◆ Information shown
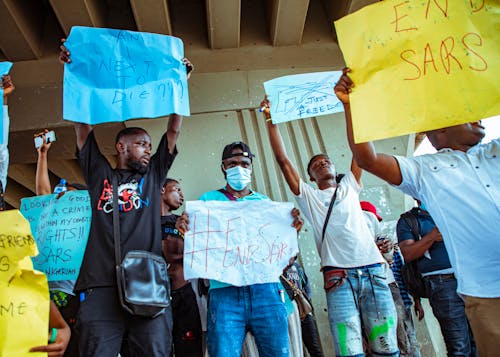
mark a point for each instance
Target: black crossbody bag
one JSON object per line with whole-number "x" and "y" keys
==
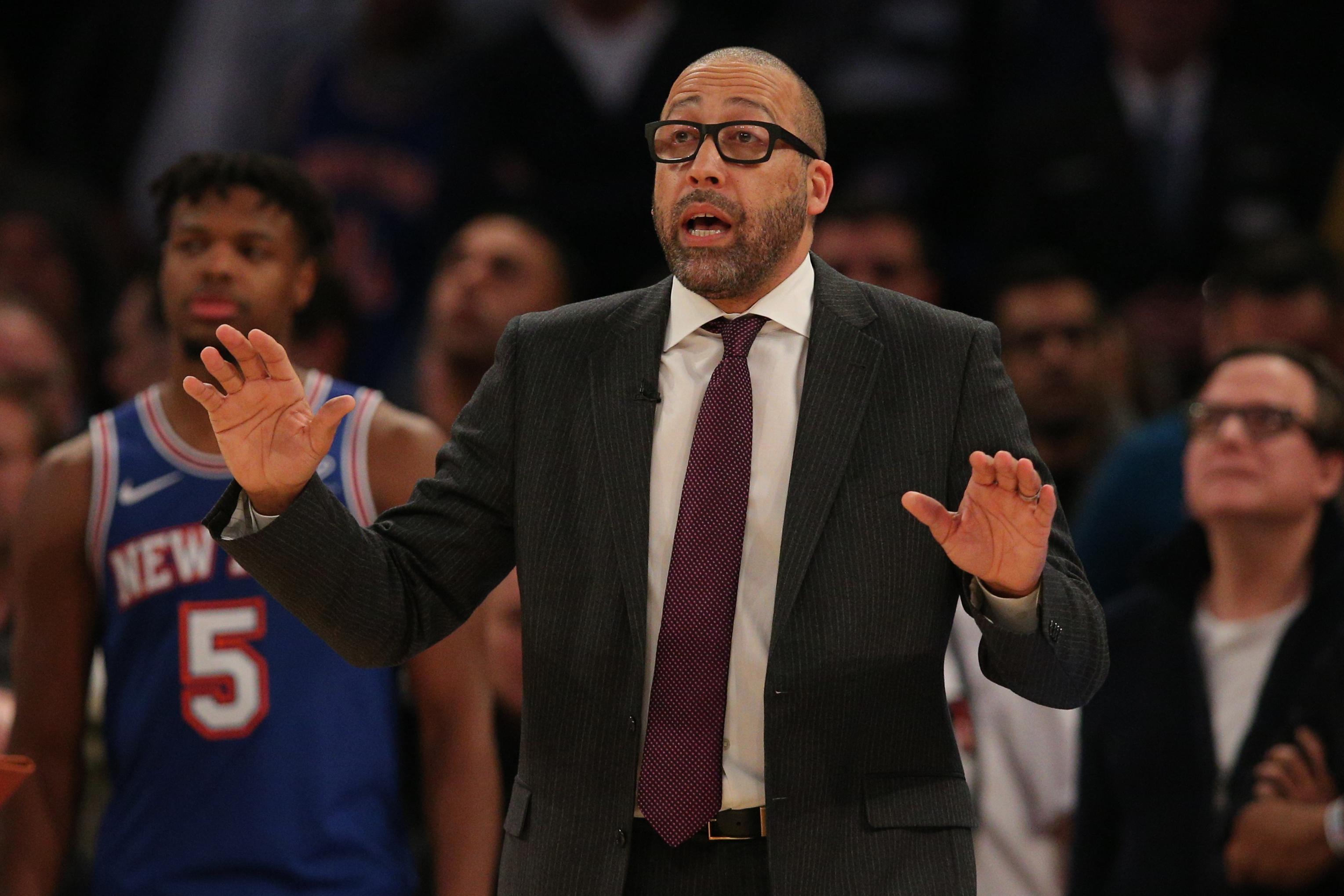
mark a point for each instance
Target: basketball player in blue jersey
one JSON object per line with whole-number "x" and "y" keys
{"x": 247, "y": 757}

◆ Work instructions
Count the lines in the listing above that contain the string "Target". Give only the resulting number.

◆ Result of the exercise
2